■ Exercise
Copy out the items below word for word, from the line containing "Reviewer note: confirm that each instance of the range" down through the line containing "column 137, row 15", both included.

■ Data in this exercise
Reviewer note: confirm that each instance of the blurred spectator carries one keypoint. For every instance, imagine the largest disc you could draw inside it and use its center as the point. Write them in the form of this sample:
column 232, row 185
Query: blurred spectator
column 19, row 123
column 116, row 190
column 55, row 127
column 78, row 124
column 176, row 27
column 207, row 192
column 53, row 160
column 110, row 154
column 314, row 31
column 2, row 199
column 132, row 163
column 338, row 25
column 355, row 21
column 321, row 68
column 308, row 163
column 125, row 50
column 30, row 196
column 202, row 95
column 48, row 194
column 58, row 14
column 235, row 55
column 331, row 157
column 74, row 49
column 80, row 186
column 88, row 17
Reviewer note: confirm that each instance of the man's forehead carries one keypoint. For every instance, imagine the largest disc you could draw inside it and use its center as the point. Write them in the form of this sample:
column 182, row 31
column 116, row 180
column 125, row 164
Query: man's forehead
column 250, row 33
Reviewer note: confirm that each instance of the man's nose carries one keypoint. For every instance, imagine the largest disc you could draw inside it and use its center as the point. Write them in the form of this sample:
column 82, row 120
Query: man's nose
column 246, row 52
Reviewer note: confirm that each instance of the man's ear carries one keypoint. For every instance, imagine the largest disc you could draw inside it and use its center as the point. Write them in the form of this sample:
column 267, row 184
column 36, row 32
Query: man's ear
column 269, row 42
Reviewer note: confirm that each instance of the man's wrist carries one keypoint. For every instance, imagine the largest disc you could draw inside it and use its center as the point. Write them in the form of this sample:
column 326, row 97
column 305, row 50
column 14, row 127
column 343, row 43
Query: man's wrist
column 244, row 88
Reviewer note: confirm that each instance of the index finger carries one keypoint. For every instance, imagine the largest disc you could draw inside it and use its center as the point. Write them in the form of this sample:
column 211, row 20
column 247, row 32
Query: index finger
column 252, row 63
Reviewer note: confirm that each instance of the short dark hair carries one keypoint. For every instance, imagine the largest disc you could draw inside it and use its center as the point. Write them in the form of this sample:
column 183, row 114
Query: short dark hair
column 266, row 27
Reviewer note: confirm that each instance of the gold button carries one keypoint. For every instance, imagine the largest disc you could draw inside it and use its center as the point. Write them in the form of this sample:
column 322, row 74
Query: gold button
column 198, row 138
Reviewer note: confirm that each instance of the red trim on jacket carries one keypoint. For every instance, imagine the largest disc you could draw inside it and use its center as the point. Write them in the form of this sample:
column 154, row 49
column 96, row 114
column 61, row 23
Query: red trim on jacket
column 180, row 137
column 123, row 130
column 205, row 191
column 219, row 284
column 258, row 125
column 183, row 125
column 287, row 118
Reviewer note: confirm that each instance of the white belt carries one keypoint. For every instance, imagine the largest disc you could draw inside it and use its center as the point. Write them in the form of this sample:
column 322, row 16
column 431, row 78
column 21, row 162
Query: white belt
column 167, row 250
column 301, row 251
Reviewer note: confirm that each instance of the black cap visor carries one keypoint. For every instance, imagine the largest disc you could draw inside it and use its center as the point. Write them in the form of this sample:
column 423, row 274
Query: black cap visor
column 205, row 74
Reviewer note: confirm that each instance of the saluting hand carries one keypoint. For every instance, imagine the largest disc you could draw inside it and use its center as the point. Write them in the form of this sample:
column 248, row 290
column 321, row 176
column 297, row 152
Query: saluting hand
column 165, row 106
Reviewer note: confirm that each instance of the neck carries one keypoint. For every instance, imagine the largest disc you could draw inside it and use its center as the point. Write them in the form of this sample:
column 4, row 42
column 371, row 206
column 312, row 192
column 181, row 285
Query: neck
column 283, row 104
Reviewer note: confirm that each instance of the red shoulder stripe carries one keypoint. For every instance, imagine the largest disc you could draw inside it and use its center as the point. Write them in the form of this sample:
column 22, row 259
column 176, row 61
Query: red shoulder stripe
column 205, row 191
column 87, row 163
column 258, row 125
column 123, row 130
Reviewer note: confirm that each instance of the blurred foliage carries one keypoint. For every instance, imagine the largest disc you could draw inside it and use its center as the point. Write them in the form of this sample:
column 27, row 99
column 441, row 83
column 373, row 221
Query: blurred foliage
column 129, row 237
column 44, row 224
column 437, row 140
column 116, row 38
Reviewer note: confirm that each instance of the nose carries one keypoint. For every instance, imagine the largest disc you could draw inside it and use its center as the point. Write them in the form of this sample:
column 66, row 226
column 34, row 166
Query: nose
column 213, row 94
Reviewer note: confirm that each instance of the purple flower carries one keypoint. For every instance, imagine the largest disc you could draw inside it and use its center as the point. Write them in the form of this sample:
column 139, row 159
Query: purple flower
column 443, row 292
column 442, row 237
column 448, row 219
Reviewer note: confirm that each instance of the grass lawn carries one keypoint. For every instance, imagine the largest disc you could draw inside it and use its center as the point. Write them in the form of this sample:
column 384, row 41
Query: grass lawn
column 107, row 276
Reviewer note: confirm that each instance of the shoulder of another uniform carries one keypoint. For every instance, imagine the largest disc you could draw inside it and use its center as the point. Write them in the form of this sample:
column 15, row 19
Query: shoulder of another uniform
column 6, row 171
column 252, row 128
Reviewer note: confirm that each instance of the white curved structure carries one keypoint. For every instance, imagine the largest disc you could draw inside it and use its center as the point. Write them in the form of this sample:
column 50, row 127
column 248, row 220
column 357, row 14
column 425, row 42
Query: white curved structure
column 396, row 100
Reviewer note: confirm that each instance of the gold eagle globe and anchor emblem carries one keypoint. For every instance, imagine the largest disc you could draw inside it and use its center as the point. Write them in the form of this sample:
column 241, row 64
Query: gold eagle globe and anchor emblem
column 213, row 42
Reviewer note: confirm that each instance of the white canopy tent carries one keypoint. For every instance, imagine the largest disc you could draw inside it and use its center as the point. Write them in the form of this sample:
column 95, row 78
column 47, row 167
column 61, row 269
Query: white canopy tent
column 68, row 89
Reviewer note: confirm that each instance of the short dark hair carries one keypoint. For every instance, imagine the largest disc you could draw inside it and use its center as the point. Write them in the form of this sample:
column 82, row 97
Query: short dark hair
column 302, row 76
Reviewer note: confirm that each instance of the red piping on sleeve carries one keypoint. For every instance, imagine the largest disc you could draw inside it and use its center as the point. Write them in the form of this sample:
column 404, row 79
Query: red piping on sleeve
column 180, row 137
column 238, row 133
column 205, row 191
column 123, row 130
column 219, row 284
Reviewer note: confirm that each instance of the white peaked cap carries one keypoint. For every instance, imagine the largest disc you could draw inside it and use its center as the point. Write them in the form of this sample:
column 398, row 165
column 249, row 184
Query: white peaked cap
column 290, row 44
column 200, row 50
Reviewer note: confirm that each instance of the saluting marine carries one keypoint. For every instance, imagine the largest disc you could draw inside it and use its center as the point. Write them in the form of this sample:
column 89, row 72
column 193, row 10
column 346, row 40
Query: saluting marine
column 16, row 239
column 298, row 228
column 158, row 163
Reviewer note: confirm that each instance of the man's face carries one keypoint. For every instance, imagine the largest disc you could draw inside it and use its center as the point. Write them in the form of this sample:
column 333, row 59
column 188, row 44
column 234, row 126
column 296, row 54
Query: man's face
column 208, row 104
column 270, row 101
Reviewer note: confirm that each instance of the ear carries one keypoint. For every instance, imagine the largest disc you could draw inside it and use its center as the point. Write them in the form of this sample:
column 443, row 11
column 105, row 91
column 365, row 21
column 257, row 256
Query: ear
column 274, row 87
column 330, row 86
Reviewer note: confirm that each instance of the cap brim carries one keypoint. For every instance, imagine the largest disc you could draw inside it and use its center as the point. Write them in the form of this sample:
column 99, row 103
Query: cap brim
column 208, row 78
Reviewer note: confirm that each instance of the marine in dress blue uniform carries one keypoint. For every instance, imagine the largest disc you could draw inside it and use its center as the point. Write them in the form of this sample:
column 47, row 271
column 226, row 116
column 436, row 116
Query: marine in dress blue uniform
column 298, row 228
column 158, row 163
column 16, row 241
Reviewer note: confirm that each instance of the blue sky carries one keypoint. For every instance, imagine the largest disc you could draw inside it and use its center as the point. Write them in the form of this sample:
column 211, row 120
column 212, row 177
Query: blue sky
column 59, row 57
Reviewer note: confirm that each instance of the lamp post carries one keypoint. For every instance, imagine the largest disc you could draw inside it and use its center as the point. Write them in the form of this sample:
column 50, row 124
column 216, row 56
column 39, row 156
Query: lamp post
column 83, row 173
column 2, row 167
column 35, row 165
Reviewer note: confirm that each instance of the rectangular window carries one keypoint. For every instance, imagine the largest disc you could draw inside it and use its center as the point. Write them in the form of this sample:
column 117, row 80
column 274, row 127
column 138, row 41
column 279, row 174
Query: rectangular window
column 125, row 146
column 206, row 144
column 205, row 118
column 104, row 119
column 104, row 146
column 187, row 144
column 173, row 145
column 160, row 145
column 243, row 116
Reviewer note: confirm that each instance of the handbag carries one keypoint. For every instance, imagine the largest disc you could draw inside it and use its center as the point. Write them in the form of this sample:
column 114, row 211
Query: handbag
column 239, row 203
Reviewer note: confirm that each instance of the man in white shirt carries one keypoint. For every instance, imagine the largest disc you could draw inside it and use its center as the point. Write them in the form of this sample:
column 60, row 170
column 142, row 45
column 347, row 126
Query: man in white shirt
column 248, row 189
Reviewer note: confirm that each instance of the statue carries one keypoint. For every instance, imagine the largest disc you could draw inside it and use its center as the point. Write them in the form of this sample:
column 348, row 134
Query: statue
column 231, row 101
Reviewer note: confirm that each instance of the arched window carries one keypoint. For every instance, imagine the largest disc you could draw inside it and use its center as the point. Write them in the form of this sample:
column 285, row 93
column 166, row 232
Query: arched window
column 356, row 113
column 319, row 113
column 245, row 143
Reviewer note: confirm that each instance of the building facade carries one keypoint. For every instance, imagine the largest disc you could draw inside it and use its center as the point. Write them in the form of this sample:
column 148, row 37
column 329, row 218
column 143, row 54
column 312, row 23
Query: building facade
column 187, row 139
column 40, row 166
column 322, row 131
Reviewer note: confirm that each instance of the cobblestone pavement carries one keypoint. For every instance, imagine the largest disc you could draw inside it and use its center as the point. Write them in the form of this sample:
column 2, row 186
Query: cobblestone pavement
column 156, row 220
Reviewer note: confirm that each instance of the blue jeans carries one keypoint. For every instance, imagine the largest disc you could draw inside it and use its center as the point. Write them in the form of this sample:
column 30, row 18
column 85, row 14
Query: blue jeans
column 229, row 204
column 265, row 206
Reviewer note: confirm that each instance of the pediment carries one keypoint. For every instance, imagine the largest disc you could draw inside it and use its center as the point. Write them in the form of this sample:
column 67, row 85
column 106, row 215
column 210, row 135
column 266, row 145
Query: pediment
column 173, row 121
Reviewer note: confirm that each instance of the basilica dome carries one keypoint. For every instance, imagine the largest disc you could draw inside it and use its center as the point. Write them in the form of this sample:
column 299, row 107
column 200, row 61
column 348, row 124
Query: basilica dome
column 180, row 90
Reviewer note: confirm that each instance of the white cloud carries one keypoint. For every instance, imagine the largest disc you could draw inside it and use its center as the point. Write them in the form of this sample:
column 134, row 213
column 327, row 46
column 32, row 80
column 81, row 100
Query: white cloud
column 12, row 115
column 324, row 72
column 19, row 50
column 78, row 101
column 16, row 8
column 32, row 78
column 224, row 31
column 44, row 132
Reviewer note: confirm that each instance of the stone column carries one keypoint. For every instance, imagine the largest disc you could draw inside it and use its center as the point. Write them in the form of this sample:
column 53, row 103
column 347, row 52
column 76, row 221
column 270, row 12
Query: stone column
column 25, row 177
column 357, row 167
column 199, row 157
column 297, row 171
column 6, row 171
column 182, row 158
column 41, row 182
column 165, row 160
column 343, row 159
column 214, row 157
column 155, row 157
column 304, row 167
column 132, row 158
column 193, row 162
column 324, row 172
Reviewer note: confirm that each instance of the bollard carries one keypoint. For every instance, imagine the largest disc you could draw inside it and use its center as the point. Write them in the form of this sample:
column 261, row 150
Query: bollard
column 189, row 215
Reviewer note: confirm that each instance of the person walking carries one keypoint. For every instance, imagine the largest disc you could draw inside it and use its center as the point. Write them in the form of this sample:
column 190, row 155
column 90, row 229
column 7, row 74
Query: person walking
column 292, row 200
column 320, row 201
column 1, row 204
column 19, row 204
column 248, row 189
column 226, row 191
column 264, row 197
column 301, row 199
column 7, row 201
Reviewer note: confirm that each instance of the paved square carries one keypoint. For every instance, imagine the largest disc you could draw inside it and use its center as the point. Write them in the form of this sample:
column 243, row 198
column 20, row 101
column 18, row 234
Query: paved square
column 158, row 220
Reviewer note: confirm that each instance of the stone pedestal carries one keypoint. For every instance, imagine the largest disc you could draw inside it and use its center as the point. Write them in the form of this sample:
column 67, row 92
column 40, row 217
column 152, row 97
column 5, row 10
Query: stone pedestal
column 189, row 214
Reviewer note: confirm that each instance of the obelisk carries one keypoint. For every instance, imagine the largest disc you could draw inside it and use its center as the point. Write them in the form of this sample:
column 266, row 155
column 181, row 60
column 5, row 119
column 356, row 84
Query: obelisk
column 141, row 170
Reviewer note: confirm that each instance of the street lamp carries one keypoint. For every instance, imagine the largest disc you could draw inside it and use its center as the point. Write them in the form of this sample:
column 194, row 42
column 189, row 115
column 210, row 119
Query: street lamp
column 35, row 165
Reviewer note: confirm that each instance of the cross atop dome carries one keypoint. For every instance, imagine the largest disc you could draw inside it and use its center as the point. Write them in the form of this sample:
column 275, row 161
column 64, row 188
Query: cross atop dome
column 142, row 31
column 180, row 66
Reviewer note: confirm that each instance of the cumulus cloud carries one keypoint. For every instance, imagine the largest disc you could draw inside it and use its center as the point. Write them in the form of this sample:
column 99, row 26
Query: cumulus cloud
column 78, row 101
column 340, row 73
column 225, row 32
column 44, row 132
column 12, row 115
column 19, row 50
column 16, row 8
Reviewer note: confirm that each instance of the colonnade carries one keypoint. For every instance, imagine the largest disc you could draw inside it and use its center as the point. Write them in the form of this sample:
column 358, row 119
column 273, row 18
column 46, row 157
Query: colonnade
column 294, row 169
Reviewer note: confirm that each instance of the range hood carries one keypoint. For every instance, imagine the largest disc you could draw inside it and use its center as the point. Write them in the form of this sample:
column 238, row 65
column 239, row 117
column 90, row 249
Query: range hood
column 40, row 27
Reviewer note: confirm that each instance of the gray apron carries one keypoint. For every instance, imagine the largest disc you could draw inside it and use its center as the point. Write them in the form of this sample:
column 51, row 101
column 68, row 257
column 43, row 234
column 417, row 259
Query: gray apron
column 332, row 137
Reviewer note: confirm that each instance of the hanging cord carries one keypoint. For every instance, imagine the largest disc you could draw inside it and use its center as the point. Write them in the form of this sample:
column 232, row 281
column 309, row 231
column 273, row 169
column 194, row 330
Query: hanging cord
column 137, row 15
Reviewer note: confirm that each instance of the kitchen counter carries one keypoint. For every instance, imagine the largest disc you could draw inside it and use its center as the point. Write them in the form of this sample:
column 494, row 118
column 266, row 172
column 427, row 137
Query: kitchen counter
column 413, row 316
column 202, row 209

■ Exercise response
Reviewer note: confirm that each instance of the range hood carries one keypoint. For every instance, imagine the largest disc you could draw inside it and use its center as the point. Write them in the form of this sample:
column 238, row 65
column 239, row 117
column 90, row 249
Query: range hood
column 40, row 27
Reviewer note: confirm that each instance of the gray apron carries one keypoint. For every instance, imagine the largest disc you could draw inside it and use its center as the point. Write them in the form of this sample:
column 51, row 101
column 68, row 257
column 43, row 234
column 417, row 259
Query: gray apron
column 332, row 137
Reviewer note: confirm that each instance of the hanging cord carries one keypoint. For every instance, imagine the largest disc you could draw inside it and use its center as the point. Write them in the form of this sample:
column 232, row 281
column 309, row 231
column 273, row 169
column 194, row 330
Query: hanging cord
column 137, row 15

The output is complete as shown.